◆ Extracted text

7

If I understand correctly, the smart contracts are run by the miners. What incentive do the miners have to execute the smart contracts correctly? What stops a malicious miner from changing the result, or a simply lazy miner from doing a simpler computation?

In bitcoin, the proof-of-work is hard to calculate but easy to verify. I don't expect this to be true of all contracts.

7

Every full node will run the same contract with the same input (with the goal of checking the output).

So, when a miner runs a contract and notes its execution in a published block, every full node then runs the same contract (with same inputs) for themselves, in order to verify the output of the miner. If the output if different, then the block is rejected.

Therefore, the miner's incentive is that the block will be rejected if the miner does not process the contract correctly or maliciously - the consensus process!

4

Every full node verifies every contract execution, so they will not relay invalid blocks, and miners will not mine on top of invalid blocks.

This does mean that calculation on Ethereum is relatively inefficient, since the computation must be carried out by every node, but there are techniques for moving computation off the blockchain in a secure manner.

◆ Actions to take
1. According to the discussion of miners and smart contracts, why does a miner have an incentive to execute a contract correctly? Answer in one to three sentences.
2. Please translate this sentence from the discussion of miners and smart contracts into Spanish: "In bitcoin, the proof-of-work is hard to calculate but easy to verify."
The rows aren't needed for this work.

◆ Dataset excerpts
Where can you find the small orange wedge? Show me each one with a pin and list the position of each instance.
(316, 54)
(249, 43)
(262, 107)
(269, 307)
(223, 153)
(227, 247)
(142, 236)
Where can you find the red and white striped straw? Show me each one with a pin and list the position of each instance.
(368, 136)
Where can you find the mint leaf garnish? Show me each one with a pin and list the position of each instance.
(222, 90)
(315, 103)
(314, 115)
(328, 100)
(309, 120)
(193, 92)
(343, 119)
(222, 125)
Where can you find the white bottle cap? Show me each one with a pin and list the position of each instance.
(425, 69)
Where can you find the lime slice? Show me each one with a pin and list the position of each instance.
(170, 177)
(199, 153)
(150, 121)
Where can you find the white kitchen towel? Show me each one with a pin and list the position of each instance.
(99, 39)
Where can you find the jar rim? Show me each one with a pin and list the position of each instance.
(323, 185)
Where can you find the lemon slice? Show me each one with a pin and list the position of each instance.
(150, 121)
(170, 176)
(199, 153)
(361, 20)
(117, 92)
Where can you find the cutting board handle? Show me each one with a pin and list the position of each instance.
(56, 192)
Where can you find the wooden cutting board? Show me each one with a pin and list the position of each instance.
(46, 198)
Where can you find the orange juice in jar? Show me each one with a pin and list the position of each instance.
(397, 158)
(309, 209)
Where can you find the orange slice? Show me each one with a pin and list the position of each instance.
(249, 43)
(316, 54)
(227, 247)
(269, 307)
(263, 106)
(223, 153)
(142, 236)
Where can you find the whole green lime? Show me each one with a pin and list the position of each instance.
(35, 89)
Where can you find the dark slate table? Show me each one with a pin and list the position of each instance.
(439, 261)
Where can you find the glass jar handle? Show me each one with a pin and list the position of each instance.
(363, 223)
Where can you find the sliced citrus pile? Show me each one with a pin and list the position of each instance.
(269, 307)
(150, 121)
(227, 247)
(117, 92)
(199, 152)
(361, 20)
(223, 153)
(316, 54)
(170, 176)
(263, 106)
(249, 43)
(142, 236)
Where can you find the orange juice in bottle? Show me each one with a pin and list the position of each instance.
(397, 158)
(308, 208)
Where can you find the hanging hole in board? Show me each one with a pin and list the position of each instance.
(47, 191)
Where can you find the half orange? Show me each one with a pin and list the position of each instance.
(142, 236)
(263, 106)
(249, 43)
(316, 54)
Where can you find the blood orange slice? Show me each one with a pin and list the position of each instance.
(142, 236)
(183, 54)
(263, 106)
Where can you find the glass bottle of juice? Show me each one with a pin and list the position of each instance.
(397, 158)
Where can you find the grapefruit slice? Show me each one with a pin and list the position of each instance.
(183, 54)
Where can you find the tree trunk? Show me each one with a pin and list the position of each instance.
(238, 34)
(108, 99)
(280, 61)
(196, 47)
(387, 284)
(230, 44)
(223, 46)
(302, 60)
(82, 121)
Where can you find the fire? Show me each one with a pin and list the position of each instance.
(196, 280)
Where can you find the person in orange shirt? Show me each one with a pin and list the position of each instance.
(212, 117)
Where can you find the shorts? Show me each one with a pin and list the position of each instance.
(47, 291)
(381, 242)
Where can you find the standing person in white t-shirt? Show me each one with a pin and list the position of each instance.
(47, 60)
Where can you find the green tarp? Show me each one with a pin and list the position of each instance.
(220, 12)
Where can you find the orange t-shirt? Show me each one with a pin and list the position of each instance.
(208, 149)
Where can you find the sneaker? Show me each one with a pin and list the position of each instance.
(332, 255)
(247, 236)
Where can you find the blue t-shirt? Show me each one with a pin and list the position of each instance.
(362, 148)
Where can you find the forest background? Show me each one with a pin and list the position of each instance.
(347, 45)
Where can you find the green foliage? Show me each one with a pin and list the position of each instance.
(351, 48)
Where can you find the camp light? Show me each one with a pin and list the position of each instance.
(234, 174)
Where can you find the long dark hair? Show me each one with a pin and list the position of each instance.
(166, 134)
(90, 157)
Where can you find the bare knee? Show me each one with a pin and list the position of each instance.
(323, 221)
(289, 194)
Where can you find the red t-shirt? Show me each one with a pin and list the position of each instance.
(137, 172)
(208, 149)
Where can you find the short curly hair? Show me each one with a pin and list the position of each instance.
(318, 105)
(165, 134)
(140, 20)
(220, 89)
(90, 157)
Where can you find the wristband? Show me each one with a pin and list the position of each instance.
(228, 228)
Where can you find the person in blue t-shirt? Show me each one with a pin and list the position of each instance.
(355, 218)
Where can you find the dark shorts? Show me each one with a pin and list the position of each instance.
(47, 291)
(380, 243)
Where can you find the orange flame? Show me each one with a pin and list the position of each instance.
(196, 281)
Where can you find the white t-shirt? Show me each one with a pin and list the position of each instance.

◆ Solutions to the tasks
1. Every full node runs the same contract with the same inputs to check the miner's output, and if the output is different, the block is rejected. Full nodes will not relay invalid blocks, and miners will not mine on top of them.

2. En bitcoin, la prueba de trabajo es difícil de calcular pero fácil de verificar.